Actions to take ▸
(1) Using the interview on Puerto Rico tax law, explain why some multinational manufacturers moved part of their operations from Asia to Puerto Rico. Answer in one to three sentences.
(2) Transcribe part of the interview on Puerto Rico tax law, starting with "Were there any" and going on through "in Puerto Rico.".

Excerpt ▸
* * *

Puerto Rico's status as a U.S. territory—not a state, not a foreign nation, but something in between—creates a host of complications regarding taxes. Helping businesses and individuals cut this financial Gordian Knot is Isis Carballo-Irigoyen, capital member and chair of the Tax Practice Group at McConnell Valdés. The firm, which has offices in San Juan, Miami, and Washington, D.C., was recently named "Law Firm of the Year" for Tax Law. Carballo-Irigoyen recently sat down with Best Lawyers CEO Phillip Greer to discuss intergovernmental relations, opportunity zones, and why a move to Puerto Rico to ease your tax burden likely won’t be as simple as you might think.


What does it mean to you and the team at McConnell Valdés to be named Puerto Rico’s Tax Law Firm of the Year?

Isis Carballo-Irigoyen: It is a great honor to have been chosen among other tax law firms in Puerto Rico, which we respect and hold in high esteem. But I must say that the recognition is well-deserved—an acknowledgment of the depth and breadth of our practice and the excellence of our team.

Were there any particular cases over the last year that you think contributed to this distinction?

I cannot say there was one specific case but rather a combination of work for many clients and major transactions over the year. For example, we represented Scotiabank in the acquisition of its Puerto Rico operations by Oriental Bank—a transaction that was highly publicized. We assisted several multinational companies to restructure their operations in Puerto Rico, including complex renegotiations of their tax incentives grants. We were in charge of obtaining tax concessions and generating tax credits for various major luxury hotel developments in the Island: the Dorado Beach Hotel, Coco Beach, and Hotel San Juan. We were very actively involved with the District—a new project in the Miramar Convention District with high expectations for the promotion of tourism in Puerto Rico.

We have been very active in obtaining tax incentives for manufacturing and energy projects and also attracting high-net-worth individual investors to Puerto Rico to invest and provide export services under special tax incentives laws. We continue to assist clients with tax issues related to reconstruction work after Hurricane Maria.  And we also have assisted many not-for-profit entities, including through our firm’s pro bono program.

Have trade wars and protectionism affected your clients in terms of navigating taxes and tariffs?

Yes. For some of our manufacturing clients that import components from Asia to be used in their manufacturing operations in Puerto Rico, higher tariffs on these components have increased their production costs. But, as a consequence, some of these multinational companies have decided to shift some of their operations from Asia to Puerto Rico to avoid the tariffs by having the components manufactured here, which has been beneficial for the Puerto Rican economy.

Puerto Rico’s status as a U.S. territory means there are distinctions as to who pays federal taxes. Has this been problematic?

* * *

Data entries ▸

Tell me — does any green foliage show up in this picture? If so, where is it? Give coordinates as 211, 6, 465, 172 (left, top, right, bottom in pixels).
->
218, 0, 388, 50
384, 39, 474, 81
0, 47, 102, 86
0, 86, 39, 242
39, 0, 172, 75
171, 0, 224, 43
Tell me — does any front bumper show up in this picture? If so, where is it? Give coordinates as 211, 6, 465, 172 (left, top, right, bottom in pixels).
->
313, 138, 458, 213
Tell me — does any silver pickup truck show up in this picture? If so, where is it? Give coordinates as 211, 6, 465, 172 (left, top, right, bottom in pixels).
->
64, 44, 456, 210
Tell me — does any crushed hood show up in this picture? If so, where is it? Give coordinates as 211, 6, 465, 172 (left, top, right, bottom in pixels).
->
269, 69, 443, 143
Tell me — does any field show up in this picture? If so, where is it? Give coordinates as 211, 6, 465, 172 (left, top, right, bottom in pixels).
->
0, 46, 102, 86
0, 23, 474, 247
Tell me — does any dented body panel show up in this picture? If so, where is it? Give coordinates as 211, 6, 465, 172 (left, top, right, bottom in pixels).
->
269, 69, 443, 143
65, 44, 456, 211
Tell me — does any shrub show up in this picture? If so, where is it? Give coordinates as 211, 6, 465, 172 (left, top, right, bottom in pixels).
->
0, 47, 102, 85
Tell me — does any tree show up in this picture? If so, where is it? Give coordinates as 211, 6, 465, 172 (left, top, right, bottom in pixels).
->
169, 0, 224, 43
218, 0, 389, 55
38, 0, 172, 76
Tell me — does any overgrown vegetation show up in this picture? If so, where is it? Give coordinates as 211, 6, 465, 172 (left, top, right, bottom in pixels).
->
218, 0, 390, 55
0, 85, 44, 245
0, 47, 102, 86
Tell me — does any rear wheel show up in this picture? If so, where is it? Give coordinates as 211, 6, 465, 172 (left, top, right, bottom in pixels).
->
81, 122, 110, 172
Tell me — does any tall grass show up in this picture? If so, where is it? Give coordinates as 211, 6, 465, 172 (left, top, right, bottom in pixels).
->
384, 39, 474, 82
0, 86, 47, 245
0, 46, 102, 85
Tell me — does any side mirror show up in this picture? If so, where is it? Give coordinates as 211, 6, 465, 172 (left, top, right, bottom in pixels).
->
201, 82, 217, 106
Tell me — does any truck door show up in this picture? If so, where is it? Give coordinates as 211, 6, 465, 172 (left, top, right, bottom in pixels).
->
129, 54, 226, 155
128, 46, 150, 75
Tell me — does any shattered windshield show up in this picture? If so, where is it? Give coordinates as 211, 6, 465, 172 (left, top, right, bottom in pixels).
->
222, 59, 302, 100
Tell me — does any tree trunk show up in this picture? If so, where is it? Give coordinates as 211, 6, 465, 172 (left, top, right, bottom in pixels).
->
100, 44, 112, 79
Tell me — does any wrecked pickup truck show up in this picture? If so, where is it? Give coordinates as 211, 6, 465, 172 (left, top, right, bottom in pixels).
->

* * *

Solution set ▸
(1) Higher tariffs on components they imported from Asia for their Puerto Rico manufacturing raised their production costs. By having those components manufactured in Puerto Rico instead, they avoid the tariffs.

(2)
Were there any particular cases over the last year that you think contributed to this distinction?

I cannot say there was one specific case but rather a combination of work for many clients and major transactions over the year. For example, we represented Scotiabank in the acquisition of its Puerto Rico operations by Oriental Bank—a transaction that was highly publicized. We assisted several multinational companies to restructure their operations in Puerto Rico, including complex renegotiations of their tax incentives grants. We were in charge of obtaining tax concessions and generating tax credits for various major luxury hotel developments in the Island: the Dorado Beach Hotel, Coco Beach, and Hotel San Juan. We were very actively involved with the District—a new project in the Miramar Convention District with high expectations for the promotion of tourism in Puerto Rico.